Dataset entries:

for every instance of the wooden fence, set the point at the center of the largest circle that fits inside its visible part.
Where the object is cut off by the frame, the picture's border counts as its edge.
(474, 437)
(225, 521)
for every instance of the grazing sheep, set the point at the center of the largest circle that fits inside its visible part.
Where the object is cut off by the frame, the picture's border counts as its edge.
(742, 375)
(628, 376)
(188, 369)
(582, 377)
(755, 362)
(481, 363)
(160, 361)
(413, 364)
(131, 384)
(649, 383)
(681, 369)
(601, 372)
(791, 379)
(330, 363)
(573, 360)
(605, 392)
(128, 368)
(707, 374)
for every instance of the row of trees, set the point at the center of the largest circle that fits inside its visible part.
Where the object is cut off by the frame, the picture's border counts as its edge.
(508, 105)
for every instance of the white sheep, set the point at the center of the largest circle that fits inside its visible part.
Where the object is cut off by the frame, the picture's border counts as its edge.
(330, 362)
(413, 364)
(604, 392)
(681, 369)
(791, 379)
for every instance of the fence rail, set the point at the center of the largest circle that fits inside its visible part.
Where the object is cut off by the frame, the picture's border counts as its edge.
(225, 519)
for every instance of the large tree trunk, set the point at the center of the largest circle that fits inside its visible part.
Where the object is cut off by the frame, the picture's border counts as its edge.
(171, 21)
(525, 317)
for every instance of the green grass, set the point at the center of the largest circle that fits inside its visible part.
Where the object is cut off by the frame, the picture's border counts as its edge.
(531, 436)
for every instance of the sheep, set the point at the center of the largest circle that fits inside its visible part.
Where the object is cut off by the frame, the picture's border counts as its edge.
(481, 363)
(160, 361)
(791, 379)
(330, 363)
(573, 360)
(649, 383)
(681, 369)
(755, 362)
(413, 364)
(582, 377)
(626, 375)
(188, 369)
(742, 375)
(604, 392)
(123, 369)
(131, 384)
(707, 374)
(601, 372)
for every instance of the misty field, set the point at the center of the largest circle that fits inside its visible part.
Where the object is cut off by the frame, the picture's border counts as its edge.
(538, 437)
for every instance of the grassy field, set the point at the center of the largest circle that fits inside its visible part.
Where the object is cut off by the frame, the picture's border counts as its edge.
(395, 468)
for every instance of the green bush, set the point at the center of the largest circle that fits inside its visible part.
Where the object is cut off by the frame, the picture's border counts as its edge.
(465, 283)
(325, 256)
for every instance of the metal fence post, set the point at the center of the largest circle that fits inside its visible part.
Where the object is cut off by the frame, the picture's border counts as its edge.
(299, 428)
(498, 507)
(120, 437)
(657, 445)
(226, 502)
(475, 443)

◆ Task to complete:
Write out all of the items above again, replacing each occurrence of "picture's border" with "image boundary" and leaving everything else unchanged.

◆ Output of the task:
for every instance of the wooden fence, set the point at the center of the largest circle that fits inside its visible part.
Where the object is cut off by the frame, the image boundary counts as its edge.
(474, 437)
(225, 521)
for every instance of the grazing sheep, set the point at the center of the largest circle that fits inside its visible part.
Where the object is cut off by the frame, the image boundary counts as its edge.
(742, 375)
(628, 376)
(188, 369)
(582, 377)
(755, 362)
(481, 363)
(160, 361)
(413, 364)
(131, 384)
(649, 383)
(681, 369)
(601, 372)
(791, 379)
(330, 363)
(573, 360)
(605, 392)
(128, 368)
(707, 374)
for every instance of the row of trees, set the point at the center of the largest circle that fits inside its visible part.
Where the object is cut off by the frame, the image boundary counts as its edge.
(508, 105)
for every instance of the white sheep, set the point at the center of the largest circle that fits inside its visible part.
Where the object is cut off by the frame, the image boundary counts as its edge.
(330, 362)
(413, 364)
(604, 392)
(681, 369)
(791, 379)
for every instance of the fence rail, set the point at the center of the largest circle that fits inside its visible part.
Where the object is cut off by the frame, the image boundary counts as its edge.
(225, 519)
for every instance of the large tree trunk, set the point at the center of the largest circle that fits inside its visible part.
Where the object is cut off by the frame, the image boundary counts as its edge.
(171, 21)
(525, 317)
for every instance of the green grass, set the point at the center of the largest circle that fits inside its visible part.
Where the object is cut off by the frame, the image boundary counts as its edge.
(531, 436)
for every instance of the sheep, set the point at the center of the largest circle that fits inside its visible part.
Where the object is cut off by the frame, the image boundary counts as its edge.
(481, 363)
(160, 361)
(791, 379)
(330, 363)
(573, 360)
(649, 383)
(681, 369)
(755, 362)
(413, 364)
(582, 377)
(626, 375)
(188, 369)
(742, 375)
(604, 392)
(123, 369)
(131, 384)
(707, 374)
(601, 372)
for every instance of the misty field, set the point at the center of the largest circle that fits inside its visible part.
Where the object is cut off by the frame, the image boundary counts as its edge.
(538, 437)
for every instance of the grassy field, set the point at the center of the largest circle that fits inside its visible part.
Where the object is cut off by the frame, the image boundary counts as its edge.
(395, 468)
for every instance of the green bush, set the point at the center of the largest circle that fits inside its visible part.
Where the object is cut off by the frame, the image boundary counts as its edge.
(465, 283)
(325, 256)
for every instance of the metal fence post, set the point at the center of the largest circle that fits inside its visible part.
Where the object is cut off by the frame, the image boundary counts as its edge.
(299, 428)
(498, 507)
(120, 437)
(657, 445)
(226, 502)
(475, 443)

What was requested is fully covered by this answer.